===== Material provided
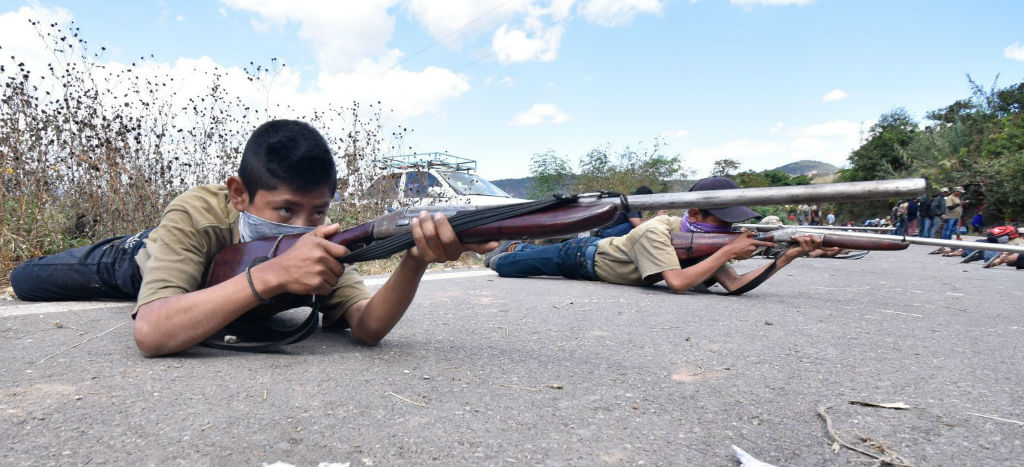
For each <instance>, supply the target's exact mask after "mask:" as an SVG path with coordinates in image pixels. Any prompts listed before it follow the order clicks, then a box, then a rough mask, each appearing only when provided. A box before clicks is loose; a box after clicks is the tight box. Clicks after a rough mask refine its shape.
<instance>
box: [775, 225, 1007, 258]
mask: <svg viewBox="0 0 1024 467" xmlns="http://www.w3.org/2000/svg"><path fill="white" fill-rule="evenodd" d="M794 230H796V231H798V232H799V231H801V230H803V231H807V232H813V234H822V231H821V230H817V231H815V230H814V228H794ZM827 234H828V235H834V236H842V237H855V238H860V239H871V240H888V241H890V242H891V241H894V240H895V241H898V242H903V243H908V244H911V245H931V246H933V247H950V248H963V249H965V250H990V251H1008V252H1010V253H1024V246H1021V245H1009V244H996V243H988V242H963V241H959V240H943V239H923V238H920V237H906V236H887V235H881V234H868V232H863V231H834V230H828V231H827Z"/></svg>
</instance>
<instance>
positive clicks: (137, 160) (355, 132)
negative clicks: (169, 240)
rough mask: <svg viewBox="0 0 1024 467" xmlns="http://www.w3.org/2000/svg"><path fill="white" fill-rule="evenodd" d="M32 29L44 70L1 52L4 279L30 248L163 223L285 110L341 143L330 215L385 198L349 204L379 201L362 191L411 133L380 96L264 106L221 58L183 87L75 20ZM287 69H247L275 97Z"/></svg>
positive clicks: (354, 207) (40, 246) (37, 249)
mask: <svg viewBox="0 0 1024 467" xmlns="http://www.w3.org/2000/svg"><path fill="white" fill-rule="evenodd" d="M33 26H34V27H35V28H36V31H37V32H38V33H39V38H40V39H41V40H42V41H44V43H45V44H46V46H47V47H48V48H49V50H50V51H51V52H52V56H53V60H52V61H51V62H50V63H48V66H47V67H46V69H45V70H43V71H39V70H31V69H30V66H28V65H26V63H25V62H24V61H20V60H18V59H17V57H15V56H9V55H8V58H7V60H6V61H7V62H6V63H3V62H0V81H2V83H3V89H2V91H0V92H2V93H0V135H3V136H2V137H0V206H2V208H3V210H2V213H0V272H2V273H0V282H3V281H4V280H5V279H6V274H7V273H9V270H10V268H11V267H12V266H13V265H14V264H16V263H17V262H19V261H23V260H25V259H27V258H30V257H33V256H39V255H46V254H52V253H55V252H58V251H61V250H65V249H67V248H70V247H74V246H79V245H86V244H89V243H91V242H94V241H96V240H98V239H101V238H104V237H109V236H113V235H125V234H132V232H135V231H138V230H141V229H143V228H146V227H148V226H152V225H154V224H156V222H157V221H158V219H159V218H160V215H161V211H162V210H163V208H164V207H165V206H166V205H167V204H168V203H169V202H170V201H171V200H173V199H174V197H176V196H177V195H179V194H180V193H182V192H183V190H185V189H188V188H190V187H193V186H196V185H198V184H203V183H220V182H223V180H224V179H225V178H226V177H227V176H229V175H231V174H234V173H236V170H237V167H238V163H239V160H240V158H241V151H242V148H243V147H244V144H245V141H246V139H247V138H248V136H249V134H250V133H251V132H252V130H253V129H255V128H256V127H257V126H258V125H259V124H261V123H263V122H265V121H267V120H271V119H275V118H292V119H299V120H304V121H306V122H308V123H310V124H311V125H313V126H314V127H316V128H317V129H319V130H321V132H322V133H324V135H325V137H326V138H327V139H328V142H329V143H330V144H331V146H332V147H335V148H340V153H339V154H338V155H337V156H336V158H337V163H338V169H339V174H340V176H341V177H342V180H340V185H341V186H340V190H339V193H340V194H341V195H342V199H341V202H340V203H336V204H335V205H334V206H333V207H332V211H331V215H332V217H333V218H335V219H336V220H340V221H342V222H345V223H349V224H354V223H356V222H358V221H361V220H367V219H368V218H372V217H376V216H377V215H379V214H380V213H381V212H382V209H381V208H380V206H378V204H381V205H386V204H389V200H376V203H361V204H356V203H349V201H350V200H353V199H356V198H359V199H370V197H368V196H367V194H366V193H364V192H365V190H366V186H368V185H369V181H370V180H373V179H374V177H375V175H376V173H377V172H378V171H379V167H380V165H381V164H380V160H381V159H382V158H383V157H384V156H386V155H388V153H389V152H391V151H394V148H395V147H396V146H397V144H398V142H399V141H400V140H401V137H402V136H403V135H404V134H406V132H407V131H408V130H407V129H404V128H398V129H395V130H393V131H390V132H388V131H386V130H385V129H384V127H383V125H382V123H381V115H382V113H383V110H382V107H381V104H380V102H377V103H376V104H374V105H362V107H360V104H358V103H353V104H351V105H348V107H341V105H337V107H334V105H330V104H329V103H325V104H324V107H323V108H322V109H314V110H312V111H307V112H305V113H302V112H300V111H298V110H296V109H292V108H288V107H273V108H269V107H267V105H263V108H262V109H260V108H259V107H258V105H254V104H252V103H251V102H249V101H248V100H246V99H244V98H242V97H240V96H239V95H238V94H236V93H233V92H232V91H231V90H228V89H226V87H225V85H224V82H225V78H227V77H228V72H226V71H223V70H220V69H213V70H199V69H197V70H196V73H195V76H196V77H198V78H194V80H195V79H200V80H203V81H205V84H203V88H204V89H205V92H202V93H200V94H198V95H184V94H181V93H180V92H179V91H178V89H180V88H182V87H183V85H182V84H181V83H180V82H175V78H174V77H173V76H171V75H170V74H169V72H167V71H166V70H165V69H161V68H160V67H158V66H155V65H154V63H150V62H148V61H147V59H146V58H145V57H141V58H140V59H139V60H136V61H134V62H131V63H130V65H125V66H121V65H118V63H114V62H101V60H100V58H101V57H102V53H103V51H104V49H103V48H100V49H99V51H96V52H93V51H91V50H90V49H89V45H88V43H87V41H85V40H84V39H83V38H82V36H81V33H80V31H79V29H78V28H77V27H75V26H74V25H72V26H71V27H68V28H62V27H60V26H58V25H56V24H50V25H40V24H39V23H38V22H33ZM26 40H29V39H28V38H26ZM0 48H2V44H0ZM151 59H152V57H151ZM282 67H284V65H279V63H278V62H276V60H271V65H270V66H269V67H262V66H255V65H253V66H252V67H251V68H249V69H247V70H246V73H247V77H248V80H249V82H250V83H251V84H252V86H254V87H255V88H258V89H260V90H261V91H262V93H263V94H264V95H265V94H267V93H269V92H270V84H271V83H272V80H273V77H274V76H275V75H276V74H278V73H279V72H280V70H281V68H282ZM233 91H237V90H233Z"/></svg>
==========
- Work item -
Within the listing, how many lines hold the word "rough"? Answer with the number by itself.

- Solved exercise -
2